* Provided passage *
More than 125 participants enjoyed Irrigon Elementary’s STEAM Open House Extravaganza on Thursday, January 18. Students and their families joined in the fun of Science, Technology, Engineering, Art and Mathematics with a variety of activities in classrooms, the cafeteria and the gymnasium.

In the library, students downloaded instructions from laptop computers into small robots, and then lined them up to race. Students quickly learned it was important to give the robots the correct coding if you wanted to win. As soon as one race was over, the students scrambled back to the laptops to try it again, big smiles on their faces and brains churning with ideas for next time. Also in the library, parents and their children dived into LEGO building, with tall towers and complicated patterns emerging.

The Irrigon Jr/Sr High Drone Club had a demonstration in the cafeteria, with club members using First Person View (FPV) goggles to drive their drones around a course. Others could watch the drones on large screens. Junior Gracie Stirk, a member of the new club, said she got involved because she finds drones interesting and she thinks it is a recent thing that the public can really explore.

In one classroom, students assembled their own science kits, with materials and instructions to conduct 12 experiments at home. Another classroom featured “Hour of Code,” a global movement introducing tens of millions of students worldwide to computer science. Lisa Mueller, a design manager at Microsoft in Seattle, was volunteering. Her three nieces attend Irrigon schools and she was excited to be able to share the excitement with students. “Coding is just a set of instructions, anybody can do it. This shows kids it’s a career path that can take them anywhere they want to go,” Mueller said. She encouraged anyone to visit HourofCode.com to get involved.

STEAM participants learned about “Oobleck” in Classroom A1, to the delight of many. Oobleck is a material that is polymers and non-Newtonian fluid -- in other words, it’s not a liquid or a solid and consists of cornstarch and water. Students loved making it, touching it and playing with it to a chorus of “that’s cool,” “is it slime?” and “wow, this is amazing!” This station was sponsored by the Port of Morrow.

* Information shown *
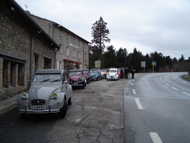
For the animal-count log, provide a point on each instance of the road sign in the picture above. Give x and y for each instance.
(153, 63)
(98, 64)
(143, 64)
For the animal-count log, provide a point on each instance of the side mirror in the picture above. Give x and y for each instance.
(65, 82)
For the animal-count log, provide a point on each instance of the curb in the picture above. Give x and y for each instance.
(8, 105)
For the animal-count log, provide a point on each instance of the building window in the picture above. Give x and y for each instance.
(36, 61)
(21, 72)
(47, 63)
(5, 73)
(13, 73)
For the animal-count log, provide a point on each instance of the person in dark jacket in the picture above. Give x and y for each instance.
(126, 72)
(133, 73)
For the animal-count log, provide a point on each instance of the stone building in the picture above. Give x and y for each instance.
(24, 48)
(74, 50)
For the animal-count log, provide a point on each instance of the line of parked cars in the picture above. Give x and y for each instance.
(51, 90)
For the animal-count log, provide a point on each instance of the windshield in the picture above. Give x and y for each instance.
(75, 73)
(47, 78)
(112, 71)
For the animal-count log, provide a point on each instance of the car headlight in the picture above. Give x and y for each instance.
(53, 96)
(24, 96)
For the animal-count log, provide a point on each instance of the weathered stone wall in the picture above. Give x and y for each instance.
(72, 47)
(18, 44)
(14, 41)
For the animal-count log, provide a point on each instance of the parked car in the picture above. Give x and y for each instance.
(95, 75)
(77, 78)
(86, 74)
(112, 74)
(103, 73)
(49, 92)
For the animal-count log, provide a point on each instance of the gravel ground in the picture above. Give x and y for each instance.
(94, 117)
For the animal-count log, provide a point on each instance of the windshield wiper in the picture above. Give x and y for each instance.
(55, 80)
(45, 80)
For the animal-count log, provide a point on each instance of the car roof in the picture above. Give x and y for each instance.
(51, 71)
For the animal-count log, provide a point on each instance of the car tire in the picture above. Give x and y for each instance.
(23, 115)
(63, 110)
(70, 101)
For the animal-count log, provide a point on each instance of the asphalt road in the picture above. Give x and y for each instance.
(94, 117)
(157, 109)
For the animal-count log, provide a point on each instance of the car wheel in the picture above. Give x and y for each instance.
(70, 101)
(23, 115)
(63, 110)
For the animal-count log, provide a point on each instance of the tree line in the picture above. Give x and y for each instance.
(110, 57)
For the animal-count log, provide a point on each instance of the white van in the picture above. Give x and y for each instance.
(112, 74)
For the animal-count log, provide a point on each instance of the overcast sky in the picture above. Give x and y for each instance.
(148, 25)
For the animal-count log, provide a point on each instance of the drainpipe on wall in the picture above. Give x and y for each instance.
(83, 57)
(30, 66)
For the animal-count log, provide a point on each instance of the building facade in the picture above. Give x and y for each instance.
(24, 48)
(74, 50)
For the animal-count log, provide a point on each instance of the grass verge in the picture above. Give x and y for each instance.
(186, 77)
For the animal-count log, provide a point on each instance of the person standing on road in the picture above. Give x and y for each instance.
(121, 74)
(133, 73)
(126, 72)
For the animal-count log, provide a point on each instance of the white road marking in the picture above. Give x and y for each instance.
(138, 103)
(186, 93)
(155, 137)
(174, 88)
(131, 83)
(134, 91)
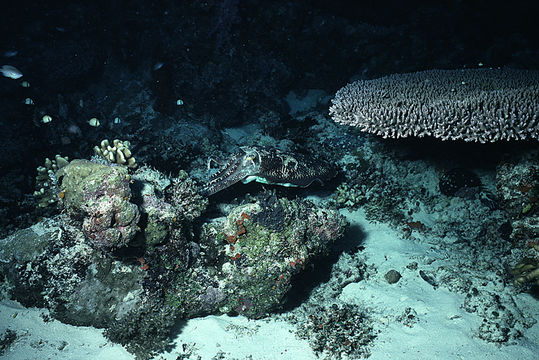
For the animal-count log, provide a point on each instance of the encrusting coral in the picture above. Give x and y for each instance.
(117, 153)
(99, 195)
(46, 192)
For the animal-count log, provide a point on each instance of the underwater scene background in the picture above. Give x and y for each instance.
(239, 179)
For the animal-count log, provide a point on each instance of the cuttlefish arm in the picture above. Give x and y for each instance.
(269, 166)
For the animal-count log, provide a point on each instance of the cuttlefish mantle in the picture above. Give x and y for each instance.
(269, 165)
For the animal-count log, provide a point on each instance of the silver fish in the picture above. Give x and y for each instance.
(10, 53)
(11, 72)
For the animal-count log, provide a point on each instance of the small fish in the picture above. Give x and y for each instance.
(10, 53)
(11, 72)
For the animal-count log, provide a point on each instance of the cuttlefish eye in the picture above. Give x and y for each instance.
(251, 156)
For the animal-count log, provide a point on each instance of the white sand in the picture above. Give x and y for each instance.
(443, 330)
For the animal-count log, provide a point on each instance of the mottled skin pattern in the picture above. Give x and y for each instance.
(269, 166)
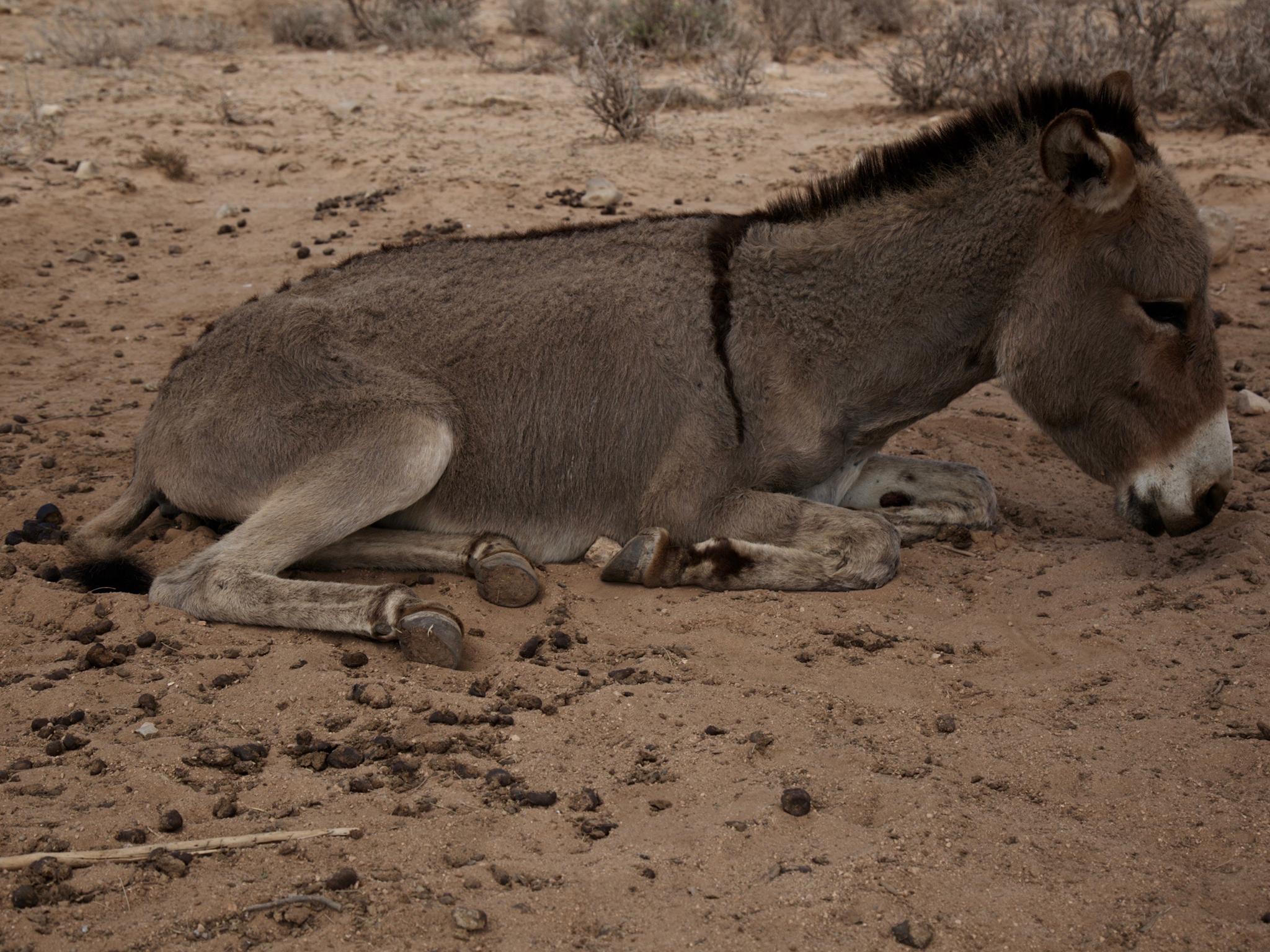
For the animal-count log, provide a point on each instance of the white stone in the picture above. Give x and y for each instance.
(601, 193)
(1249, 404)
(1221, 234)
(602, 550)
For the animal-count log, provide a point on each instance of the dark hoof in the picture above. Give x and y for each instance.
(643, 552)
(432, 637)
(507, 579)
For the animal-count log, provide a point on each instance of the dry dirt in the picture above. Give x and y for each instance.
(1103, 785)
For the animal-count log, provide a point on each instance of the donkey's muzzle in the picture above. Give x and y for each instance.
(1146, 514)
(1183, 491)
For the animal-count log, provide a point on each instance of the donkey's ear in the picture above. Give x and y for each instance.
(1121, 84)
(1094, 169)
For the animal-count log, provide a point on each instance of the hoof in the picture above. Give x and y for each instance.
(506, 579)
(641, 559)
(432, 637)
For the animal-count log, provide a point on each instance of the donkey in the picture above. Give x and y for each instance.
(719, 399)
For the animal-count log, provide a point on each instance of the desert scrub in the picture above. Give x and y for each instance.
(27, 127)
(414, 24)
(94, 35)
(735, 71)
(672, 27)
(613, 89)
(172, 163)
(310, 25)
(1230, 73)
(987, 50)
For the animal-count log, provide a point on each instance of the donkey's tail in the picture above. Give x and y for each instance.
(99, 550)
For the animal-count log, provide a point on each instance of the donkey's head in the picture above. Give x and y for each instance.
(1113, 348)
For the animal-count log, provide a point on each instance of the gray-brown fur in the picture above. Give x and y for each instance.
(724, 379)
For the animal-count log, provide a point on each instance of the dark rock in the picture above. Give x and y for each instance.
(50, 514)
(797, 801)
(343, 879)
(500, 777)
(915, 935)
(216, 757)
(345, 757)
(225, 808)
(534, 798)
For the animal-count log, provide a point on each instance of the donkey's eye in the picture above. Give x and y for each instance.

---

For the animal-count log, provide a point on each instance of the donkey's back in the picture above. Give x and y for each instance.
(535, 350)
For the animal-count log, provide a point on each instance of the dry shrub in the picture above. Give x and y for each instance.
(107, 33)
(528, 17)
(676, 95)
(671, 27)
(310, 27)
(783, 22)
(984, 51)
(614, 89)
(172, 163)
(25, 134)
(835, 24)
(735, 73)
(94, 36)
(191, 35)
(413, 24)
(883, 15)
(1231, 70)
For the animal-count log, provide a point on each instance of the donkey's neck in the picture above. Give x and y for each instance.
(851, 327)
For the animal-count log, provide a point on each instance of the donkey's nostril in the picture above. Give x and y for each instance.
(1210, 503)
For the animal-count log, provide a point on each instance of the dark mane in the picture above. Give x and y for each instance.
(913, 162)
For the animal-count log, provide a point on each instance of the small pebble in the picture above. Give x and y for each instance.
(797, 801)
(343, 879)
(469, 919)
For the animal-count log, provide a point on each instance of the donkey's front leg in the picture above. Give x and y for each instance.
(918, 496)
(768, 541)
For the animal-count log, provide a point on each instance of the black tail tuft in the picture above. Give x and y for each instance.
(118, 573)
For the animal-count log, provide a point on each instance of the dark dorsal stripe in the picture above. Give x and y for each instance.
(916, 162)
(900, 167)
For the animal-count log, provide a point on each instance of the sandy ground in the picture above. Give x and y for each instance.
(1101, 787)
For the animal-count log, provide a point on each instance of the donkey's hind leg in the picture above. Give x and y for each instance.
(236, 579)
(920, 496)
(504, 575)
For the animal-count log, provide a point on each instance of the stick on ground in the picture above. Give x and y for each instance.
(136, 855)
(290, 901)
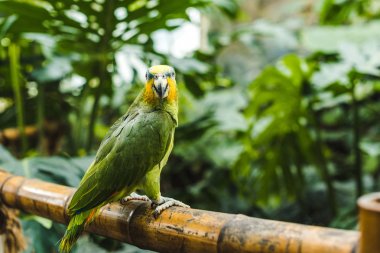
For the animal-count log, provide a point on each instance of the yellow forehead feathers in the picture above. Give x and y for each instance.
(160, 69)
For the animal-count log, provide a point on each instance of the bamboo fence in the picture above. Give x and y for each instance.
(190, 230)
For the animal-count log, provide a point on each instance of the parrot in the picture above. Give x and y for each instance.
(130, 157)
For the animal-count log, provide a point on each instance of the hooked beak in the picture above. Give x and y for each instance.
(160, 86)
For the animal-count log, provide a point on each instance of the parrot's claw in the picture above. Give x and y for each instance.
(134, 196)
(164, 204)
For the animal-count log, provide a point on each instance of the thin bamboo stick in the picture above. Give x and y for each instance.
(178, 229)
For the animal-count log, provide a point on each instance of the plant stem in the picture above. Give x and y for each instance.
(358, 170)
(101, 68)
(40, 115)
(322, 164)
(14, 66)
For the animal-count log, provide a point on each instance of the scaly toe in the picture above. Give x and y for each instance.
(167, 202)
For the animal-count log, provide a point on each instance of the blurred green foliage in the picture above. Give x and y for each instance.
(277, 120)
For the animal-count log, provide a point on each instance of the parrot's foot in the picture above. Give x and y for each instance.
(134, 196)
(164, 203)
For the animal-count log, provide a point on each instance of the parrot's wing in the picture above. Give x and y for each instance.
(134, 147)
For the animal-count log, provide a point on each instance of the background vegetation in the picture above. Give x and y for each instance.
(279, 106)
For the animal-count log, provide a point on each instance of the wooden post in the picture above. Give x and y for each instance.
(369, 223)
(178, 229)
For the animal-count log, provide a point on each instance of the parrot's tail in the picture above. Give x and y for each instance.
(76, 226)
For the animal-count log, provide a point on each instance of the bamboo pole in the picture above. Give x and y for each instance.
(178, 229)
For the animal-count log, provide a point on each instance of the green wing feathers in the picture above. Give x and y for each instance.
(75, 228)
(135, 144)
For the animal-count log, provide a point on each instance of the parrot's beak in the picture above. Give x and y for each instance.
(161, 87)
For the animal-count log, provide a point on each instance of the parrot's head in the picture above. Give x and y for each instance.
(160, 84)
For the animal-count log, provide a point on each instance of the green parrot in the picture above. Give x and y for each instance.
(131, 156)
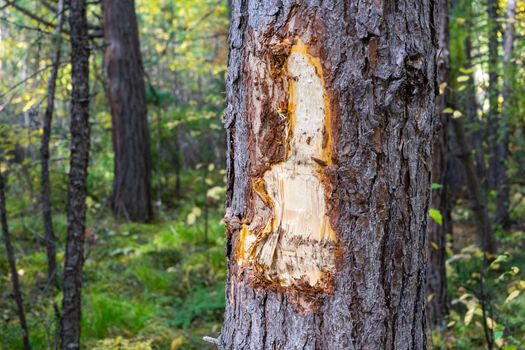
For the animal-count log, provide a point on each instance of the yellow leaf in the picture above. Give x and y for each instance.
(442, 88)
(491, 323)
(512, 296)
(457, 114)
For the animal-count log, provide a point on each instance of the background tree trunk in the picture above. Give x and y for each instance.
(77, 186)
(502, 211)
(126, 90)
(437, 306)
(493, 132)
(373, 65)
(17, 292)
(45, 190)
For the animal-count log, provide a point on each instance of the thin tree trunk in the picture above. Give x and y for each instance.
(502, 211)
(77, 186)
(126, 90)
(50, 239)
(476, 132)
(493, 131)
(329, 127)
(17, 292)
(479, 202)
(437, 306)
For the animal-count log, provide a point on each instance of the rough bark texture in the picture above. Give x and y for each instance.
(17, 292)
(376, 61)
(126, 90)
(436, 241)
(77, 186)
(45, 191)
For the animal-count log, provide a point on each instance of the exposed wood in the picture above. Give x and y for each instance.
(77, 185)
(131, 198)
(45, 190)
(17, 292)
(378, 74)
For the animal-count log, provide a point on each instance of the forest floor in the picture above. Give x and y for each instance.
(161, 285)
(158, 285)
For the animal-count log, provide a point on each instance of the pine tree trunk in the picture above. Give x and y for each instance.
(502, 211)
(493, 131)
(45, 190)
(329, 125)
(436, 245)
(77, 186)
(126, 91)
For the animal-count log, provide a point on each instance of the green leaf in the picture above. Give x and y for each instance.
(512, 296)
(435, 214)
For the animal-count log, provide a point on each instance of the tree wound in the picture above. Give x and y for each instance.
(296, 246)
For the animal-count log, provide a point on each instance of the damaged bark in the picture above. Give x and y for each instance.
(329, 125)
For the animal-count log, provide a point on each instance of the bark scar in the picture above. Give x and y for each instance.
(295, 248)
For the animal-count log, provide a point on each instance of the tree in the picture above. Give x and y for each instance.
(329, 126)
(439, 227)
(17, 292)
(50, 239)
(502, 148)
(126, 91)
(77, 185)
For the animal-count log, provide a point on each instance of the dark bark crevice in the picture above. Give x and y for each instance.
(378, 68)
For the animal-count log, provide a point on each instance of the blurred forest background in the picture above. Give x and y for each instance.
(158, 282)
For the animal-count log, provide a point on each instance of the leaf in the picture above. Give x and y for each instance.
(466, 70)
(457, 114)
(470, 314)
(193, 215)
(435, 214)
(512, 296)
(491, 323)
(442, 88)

* * *

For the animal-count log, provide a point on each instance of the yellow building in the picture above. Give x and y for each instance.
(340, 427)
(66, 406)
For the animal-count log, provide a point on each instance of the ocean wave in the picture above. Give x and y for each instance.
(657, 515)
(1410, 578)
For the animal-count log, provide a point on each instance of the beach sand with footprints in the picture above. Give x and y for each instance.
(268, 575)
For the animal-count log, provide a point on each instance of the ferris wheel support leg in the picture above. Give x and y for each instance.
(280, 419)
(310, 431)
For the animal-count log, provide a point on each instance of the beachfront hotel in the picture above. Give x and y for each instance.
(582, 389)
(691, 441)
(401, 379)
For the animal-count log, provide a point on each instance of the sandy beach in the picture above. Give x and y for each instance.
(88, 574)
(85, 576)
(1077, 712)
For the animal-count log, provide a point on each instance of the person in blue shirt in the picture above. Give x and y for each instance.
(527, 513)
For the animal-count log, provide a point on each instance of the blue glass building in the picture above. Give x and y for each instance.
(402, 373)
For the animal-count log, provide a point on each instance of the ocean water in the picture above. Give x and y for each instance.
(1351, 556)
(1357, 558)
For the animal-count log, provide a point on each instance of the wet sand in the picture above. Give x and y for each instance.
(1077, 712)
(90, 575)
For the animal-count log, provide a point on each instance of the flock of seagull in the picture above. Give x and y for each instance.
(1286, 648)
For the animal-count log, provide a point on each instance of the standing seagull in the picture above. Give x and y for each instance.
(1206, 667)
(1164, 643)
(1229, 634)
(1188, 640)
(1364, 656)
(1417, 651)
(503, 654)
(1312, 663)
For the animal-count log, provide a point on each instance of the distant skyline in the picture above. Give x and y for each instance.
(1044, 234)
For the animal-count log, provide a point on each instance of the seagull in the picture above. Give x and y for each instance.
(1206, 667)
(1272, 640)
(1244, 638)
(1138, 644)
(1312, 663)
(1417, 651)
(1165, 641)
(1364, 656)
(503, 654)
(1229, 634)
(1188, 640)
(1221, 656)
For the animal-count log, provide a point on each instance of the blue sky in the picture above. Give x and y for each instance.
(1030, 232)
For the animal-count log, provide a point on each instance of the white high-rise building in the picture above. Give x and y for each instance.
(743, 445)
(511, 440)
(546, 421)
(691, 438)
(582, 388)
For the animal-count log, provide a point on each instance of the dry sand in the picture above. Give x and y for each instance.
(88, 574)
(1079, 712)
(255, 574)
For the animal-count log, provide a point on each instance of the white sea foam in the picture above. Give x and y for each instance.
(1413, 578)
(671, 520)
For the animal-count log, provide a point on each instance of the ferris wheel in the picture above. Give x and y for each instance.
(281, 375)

* Short task A *
Answer these questions from the STEAM open house article, one line each:
(i) How many participants attended the event?
(ii) What did Drone Club members wear to drive their drones around the course?
(iii) Who sponsored the Oobleck station?
* Short task B *
Carry the STEAM open house article forward from its final sentence.

* Output A *
(i) More than 125 participants.
(ii) First Person View (FPV) goggles.
(iii) The Port of Morrow.

* Output B *
The “A” in STEAM was evident in Classroom A4, where parents and children were painting rocks. Vibrant colors and all kinds of themes were emerging. The rock art was organized by “Irrigon Rocks”, a community group that helps to inspire creativity and energize people to explore the beautiful area around Irrigon. The organization, which has a Facebook group, encourages the painted rocks to be hidden for others to find. In another classroom, Movement Art also engaged many students in active dancing.

Students practiced their math skills in a delicious way in the cafeteria kitchen. They measured ingredients to make smoothies under the direction of staff from the Oregon State University Extension Service. Bank of Eastern Oregon had a station for practicing decimals and learning the proper way to write a check.

The STEAM Open House's grand finale was a “Science of Electricity” assembly by OMSI (Oregon Museum of Science and Industry) as part of their outreach program. The assembly used numerous student volunteers from the audience to teach about electrons, static electricity and currents with a variety of hands-on demonstrations.

Erin Stocker, principal of Irrigon Elementary, said the STEAM event was a great way to celebrate science and art for students and their families. “We want our kids excited about all of these concepts and able to share that fun with their parents. Finding ways to show participants how technology touches so many aspects of our lives and what career paths it can lead to is really positive,” Stocker said. Irrigon Elementary thanks all of the community partners and volunteers who helped make the event possible.